### Assignment
Among the entries, which lines carry the string "below"? Copy each of them.

---------- Data extract ----------

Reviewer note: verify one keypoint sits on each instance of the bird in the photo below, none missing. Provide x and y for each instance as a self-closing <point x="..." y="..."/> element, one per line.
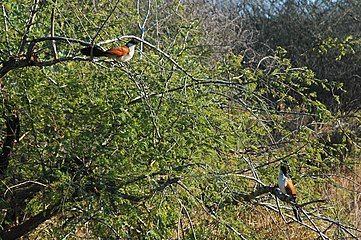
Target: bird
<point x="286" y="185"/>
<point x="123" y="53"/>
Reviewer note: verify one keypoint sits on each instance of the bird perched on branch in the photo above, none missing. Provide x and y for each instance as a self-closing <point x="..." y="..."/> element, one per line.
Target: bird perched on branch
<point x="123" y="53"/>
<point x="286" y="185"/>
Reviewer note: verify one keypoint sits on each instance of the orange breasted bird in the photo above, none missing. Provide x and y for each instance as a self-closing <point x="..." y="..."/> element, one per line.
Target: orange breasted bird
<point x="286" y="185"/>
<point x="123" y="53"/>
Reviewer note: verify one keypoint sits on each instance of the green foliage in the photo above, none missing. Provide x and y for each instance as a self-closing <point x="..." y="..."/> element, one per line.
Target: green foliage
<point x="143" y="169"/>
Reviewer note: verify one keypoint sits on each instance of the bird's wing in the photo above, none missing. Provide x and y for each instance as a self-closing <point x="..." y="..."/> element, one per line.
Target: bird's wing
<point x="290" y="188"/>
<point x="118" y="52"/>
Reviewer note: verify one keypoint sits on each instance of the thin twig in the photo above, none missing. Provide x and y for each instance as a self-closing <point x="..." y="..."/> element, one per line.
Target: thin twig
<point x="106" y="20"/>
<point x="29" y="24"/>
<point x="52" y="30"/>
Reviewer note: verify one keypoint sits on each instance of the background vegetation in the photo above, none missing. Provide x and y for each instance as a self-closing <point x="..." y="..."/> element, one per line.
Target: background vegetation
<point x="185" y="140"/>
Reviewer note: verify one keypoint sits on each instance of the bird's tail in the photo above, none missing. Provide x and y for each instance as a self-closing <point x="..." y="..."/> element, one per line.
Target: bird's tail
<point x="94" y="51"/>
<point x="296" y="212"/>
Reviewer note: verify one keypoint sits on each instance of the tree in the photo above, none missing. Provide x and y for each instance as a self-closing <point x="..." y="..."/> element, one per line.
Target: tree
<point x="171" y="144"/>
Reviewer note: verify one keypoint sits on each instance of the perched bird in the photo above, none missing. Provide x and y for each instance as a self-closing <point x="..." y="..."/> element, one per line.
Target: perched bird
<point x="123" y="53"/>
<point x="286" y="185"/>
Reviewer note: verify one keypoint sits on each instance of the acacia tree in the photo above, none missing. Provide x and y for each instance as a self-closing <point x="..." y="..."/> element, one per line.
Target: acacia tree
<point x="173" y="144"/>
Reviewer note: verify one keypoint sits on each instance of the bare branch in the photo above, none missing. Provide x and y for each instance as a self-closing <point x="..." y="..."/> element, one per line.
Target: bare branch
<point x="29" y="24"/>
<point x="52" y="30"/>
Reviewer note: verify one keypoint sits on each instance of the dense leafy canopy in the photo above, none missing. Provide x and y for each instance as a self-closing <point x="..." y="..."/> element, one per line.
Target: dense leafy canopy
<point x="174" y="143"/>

----------
---------- Data extract ----------

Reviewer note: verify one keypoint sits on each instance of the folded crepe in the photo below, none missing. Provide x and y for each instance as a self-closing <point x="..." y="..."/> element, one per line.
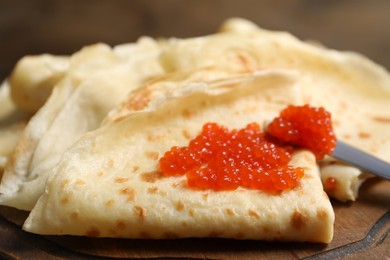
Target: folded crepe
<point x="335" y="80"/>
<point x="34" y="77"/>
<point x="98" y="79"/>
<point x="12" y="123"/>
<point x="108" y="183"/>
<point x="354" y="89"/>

----------
---------- Data extract ----------

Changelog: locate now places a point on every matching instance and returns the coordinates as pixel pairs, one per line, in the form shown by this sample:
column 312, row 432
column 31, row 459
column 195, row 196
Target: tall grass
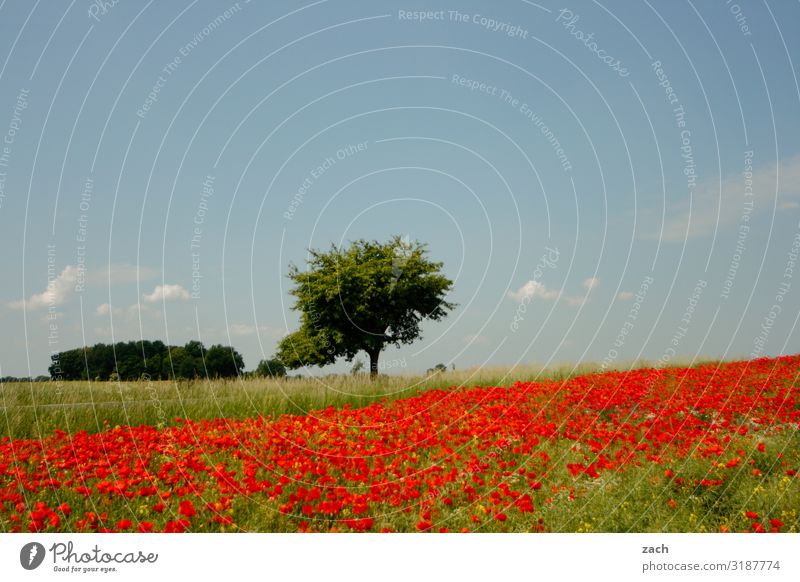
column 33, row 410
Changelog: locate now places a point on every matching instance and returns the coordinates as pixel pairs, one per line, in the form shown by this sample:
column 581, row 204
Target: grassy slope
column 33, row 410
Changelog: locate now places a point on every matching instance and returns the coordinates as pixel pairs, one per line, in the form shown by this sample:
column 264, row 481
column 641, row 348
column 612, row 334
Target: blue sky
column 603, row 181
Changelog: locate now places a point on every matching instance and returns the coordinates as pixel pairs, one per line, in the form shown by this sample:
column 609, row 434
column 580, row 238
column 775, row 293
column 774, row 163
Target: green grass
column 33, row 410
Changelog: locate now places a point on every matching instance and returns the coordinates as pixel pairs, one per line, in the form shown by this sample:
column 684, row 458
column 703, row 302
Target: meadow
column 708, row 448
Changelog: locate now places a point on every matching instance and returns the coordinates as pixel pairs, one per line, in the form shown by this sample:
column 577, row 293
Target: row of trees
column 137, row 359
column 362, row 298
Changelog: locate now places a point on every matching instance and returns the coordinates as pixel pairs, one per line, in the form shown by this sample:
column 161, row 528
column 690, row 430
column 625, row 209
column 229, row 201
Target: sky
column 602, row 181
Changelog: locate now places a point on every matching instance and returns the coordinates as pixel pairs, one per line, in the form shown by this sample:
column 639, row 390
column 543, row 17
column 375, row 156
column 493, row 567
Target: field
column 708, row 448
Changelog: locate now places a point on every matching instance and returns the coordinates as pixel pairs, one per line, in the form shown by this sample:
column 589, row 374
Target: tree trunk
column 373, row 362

----------

### Result of the task
Reviewer note: verify one keypoint sits on each instance of the bird in the photo below, none missing. Provide x and y for each instance as a self-closing <point x="..." y="..."/> element, one per line.
Reviewer note: verify one keypoint sits on each instance of the folded crepe in the photo below, none missing. Provide x and y for each instance as a self-closing <point x="..." y="..."/> element, one per line.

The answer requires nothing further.